• _WHAT THE TASK ASKS_: The full listing should be set down exactly as it reads.

BEGIN

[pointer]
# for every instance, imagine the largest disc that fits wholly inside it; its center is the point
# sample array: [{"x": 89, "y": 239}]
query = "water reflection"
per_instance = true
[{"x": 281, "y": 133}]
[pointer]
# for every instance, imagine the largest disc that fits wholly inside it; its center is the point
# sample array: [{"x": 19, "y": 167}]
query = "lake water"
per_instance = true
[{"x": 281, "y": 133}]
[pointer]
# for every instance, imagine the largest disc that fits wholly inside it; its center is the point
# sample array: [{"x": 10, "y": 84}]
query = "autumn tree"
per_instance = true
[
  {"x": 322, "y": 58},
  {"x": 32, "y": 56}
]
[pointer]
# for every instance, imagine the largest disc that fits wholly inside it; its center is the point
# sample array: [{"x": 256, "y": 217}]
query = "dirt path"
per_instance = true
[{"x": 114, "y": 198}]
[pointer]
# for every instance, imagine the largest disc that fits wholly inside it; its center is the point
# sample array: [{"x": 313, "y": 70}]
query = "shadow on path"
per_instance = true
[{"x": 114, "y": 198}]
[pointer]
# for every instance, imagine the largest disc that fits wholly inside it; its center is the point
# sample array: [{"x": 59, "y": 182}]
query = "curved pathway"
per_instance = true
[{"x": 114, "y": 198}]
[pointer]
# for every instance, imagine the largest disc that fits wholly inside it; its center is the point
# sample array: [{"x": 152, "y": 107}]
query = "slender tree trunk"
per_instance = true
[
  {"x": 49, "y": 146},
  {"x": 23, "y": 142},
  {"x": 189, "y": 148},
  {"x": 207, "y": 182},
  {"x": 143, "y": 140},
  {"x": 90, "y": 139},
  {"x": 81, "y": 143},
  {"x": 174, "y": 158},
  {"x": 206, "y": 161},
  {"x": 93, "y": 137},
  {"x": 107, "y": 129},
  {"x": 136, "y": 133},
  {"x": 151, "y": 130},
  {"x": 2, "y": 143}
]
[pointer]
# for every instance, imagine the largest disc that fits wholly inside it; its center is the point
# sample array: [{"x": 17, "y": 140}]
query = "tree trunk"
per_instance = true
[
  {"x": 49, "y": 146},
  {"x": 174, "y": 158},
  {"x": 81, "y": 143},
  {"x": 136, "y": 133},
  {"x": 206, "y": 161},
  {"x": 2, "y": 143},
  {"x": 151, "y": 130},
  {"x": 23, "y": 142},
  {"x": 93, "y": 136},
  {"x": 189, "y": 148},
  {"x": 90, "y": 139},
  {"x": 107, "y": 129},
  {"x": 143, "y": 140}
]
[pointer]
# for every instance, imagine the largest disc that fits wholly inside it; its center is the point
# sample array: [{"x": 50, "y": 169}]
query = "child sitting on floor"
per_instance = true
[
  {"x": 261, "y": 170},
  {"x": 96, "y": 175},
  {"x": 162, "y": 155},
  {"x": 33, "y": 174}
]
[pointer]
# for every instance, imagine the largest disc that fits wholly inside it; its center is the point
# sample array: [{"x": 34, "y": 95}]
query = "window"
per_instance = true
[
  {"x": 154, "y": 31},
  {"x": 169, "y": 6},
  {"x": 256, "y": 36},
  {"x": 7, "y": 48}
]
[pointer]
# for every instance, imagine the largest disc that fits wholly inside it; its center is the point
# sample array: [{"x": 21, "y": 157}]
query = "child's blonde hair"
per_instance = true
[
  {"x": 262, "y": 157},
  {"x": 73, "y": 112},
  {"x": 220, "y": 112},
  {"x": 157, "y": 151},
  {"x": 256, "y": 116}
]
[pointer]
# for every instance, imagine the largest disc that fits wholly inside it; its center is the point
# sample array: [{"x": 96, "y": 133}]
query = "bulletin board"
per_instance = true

END

• _ANSWER TO THIS PROBLEM_:
[pointer]
# for every instance, imagine the largest disc that fits wholly inside it; its center is the point
# sample array: [{"x": 89, "y": 239}]
query = "water reflection"
per_instance = true
[{"x": 281, "y": 133}]
[pointer]
# for every instance, imagine the largest disc that fits wholly inside it; its center is the point
# sample array: [{"x": 19, "y": 167}]
query = "lake water"
per_instance = true
[{"x": 281, "y": 133}]
[pointer]
# for every instance, imagine the largest disc that fits wholly inside it; its center is the point
# sample array: [{"x": 10, "y": 84}]
query = "autumn tree"
per_instance = true
[
  {"x": 322, "y": 58},
  {"x": 32, "y": 56}
]
[pointer]
# for every instance, imagine the largest disc that fits wholly inside it; its center is the point
# sample array: [{"x": 256, "y": 217}]
query = "dirt path"
per_instance = true
[{"x": 114, "y": 198}]
[pointer]
# for every instance, imagine the largest disc that fits wholly inside it; its center is the point
# sample array: [{"x": 313, "y": 70}]
query = "shadow on path"
per_instance = true
[{"x": 114, "y": 198}]
[pointer]
# for every instance, imagine the largest disc that fits wholly inside it; its center is the point
# sample array: [{"x": 59, "y": 182}]
query = "curved pathway"
per_instance = true
[{"x": 114, "y": 198}]
[pointer]
# for every instance, imagine the largest disc that fits wholly inside it; its center is the point
# sample array: [{"x": 152, "y": 107}]
query = "slender tree trunk"
per_instance = true
[
  {"x": 49, "y": 146},
  {"x": 23, "y": 142},
  {"x": 189, "y": 148},
  {"x": 207, "y": 182},
  {"x": 143, "y": 140},
  {"x": 90, "y": 139},
  {"x": 81, "y": 143},
  {"x": 174, "y": 158},
  {"x": 206, "y": 161},
  {"x": 93, "y": 137},
  {"x": 107, "y": 129},
  {"x": 136, "y": 133},
  {"x": 151, "y": 130},
  {"x": 2, "y": 143}
]
[pointer]
# for every instance, imagine the largest disc that fits wholly inside it; its center is the point
# sample array: [{"x": 17, "y": 140}]
query = "tree trunk"
per_instance = true
[
  {"x": 49, "y": 146},
  {"x": 174, "y": 158},
  {"x": 81, "y": 143},
  {"x": 136, "y": 133},
  {"x": 206, "y": 161},
  {"x": 2, "y": 143},
  {"x": 151, "y": 130},
  {"x": 23, "y": 142},
  {"x": 93, "y": 136},
  {"x": 189, "y": 148},
  {"x": 90, "y": 139},
  {"x": 107, "y": 129},
  {"x": 143, "y": 140}
]
[pointer]
# for every instance, imagine the largest disc that fits wholly inside it; its center is the point
# sample array: [{"x": 50, "y": 169}]
query = "child sitting on floor"
per_instance = true
[
  {"x": 261, "y": 170},
  {"x": 96, "y": 175},
  {"x": 162, "y": 155},
  {"x": 33, "y": 174}
]
[pointer]
# for every instance, imagine the largest disc that fits wholly inside it; its center is the point
# sample array: [{"x": 34, "y": 95}]
query = "window"
per_instance = true
[
  {"x": 154, "y": 31},
  {"x": 169, "y": 6},
  {"x": 256, "y": 36},
  {"x": 7, "y": 48}
]
[pointer]
# for every instance, imagine the largest disc that fits wholly inside it; its center is the point
# sample array: [{"x": 21, "y": 157}]
query = "child's blonde hair"
per_instance = true
[
  {"x": 262, "y": 157},
  {"x": 73, "y": 112},
  {"x": 220, "y": 112},
  {"x": 157, "y": 151},
  {"x": 256, "y": 116}
]
[pointer]
# for every instance, imagine the largest disc that fits wholly inside it; its center is the point
# sample array: [{"x": 96, "y": 133}]
query = "bulletin board"
per_instance = true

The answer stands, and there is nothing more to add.